What the task asks: In the assignment guidelines, retype the part starting with "There’s a tendency" and going on through "and learnt things.", keeping every word unchanged.

Document segment:
● ● ● ● ● ● ●

There’s a tendency to conflate writing a lot for the self evaluation as being positive. On the contrary, be concise, and to the point. Practice your ability to synthesise important information, it is important for your communication skills. A self-assessment can be short AND good. There is no need to write pages of text — just justify why you did a good job and learnt things.

#### Final words (about ungrading)
The objective is to reflect on your own learning, and take more risks, as you can justify it in your evaluation. In our positive experience with ungrading last semester in COMP90054, and corroborated by [research](https://www.jessestommel.com/how-to-ungrade/) (see bibliography, e.g. [Teaching more by grading less](https://www.lifescied.org/doi/full/10.1187/cbe.cbe-14-03-0054)), reasons people liked ungrading are chiefly:

– Independence and autonomy: people felt more responsible for their own learning and appreciated the additional autonomy and independence that ungrading provided.

– Reduced the stress of trying to get everything right and figure out what the staff wanted to see.

– Allowed people to explore and take a few more risks, because if they failed, learning still occurred.

#### Collaboration
Assignment 1 can be completed individually or in pairs. We encourage pairs to work together to learn from each other; not to simple split the tasks for efficiency. But we will not monitor this – it is your responsibility. You can submit different solutions, we just want to encourage collaboration.

For the student works in pair, you must submit an individual short self evaluation ([SELFEV.md](SELFEV.md)). In addition, you can either submit the same coding solution (both need to submit in their own repo using tag), or submit different coding solution.

We encourage students to derive their own tests and share them with others to help with learning.

## Your tasks

Since the purpose of assignments is to help you learn more, marks should not be assigned only on whether your code passes a few test cases but also on how much you have learnt.

Who knows better about whether you have learnt from this assignment other than yourself? We ask you to evaluate your work.

Each submission will contain a short self-reflection on what the student learnt, how they approached the tasks (including writing new tests) and will give the student a chance to argue that, even though they didn’t complete a task, they tried and learnt from it.

● ● ● ● ● ● ●

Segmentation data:

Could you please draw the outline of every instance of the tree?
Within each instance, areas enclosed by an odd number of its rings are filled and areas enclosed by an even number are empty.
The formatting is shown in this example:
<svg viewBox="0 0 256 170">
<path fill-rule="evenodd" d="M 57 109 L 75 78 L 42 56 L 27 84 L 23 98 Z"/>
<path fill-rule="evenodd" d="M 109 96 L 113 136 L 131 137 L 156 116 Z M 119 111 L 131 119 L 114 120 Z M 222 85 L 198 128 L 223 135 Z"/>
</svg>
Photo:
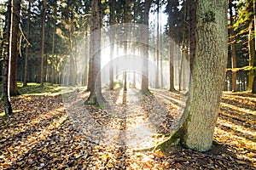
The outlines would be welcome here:
<svg viewBox="0 0 256 170">
<path fill-rule="evenodd" d="M 113 26 L 115 24 L 115 0 L 112 0 L 109 2 L 109 25 Z M 111 31 L 109 35 L 110 42 L 114 42 L 114 31 Z M 113 60 L 113 43 L 110 45 L 110 60 Z M 110 90 L 113 89 L 113 63 L 110 62 L 109 68 L 109 88 Z"/>
<path fill-rule="evenodd" d="M 230 46 L 231 46 L 231 58 L 232 58 L 232 69 L 236 68 L 236 41 L 235 41 L 235 32 L 234 32 L 234 16 L 233 16 L 233 0 L 229 2 L 229 9 L 230 9 Z M 236 71 L 232 71 L 232 91 L 236 91 Z"/>
<path fill-rule="evenodd" d="M 174 67 L 173 67 L 173 56 L 175 44 L 179 43 L 178 38 L 178 29 L 177 26 L 178 25 L 178 5 L 179 2 L 177 0 L 168 0 L 168 4 L 166 7 L 166 11 L 168 12 L 168 34 L 170 37 L 170 54 L 169 54 L 169 64 L 170 64 L 170 88 L 169 91 L 176 91 L 174 88 Z"/>
<path fill-rule="evenodd" d="M 144 10 L 143 10 L 143 25 L 146 26 L 145 32 L 143 35 L 143 55 L 146 60 L 143 60 L 143 81 L 142 81 L 142 94 L 150 94 L 148 89 L 148 18 L 149 18 L 149 9 L 152 3 L 152 0 L 144 2 Z"/>
<path fill-rule="evenodd" d="M 52 33 L 52 47 L 51 47 L 51 85 L 54 83 L 54 76 L 55 76 L 55 63 L 54 63 L 54 56 L 55 56 L 55 31 L 56 31 L 56 15 L 57 15 L 57 1 L 55 0 L 54 4 L 54 20 L 53 20 L 53 33 Z"/>
<path fill-rule="evenodd" d="M 11 18 L 13 15 L 13 2 L 14 0 L 9 0 L 8 3 L 8 14 L 7 14 L 7 44 L 6 44 L 6 54 L 3 58 L 3 84 L 2 84 L 2 100 L 4 105 L 4 112 L 6 116 L 12 113 L 12 106 L 9 99 L 9 60 L 11 58 L 11 42 L 12 42 L 12 22 Z"/>
<path fill-rule="evenodd" d="M 17 87 L 17 66 L 18 66 L 18 39 L 19 39 L 19 26 L 20 26 L 20 11 L 21 0 L 13 1 L 11 9 L 11 30 L 10 30 L 10 50 L 9 55 L 11 71 L 11 76 L 9 77 L 9 94 L 10 96 L 15 96 L 19 94 Z"/>
<path fill-rule="evenodd" d="M 228 56 L 227 2 L 201 0 L 195 5 L 196 50 L 187 105 L 180 127 L 158 147 L 170 146 L 177 139 L 200 151 L 212 146 Z"/>
<path fill-rule="evenodd" d="M 90 96 L 84 104 L 101 105 L 105 102 L 102 94 L 101 83 L 101 26 L 102 26 L 101 0 L 91 2 L 91 34 L 90 34 Z"/>
<path fill-rule="evenodd" d="M 42 41 L 41 41 L 41 68 L 40 68 L 40 85 L 44 86 L 44 33 L 45 33 L 45 9 L 46 0 L 43 0 L 42 8 Z"/>
<path fill-rule="evenodd" d="M 28 2 L 28 8 L 27 8 L 27 26 L 26 26 L 26 54 L 25 54 L 25 65 L 24 65 L 24 82 L 23 87 L 27 85 L 27 70 L 28 70 L 28 56 L 29 56 L 29 35 L 30 35 L 30 26 L 31 26 L 31 3 L 32 2 Z"/>
</svg>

● ● ● ● ● ● ●

Written response:
There’s a tendency to conflate writing a lot for the self evaluation as being positive. On the contrary, be concise, and to the point. Practice your ability to synthesise important information, it is important for your communication skills. A self-assessment can be short AND good. There is no need to write pages of text — just justify why you did a good job and learnt things.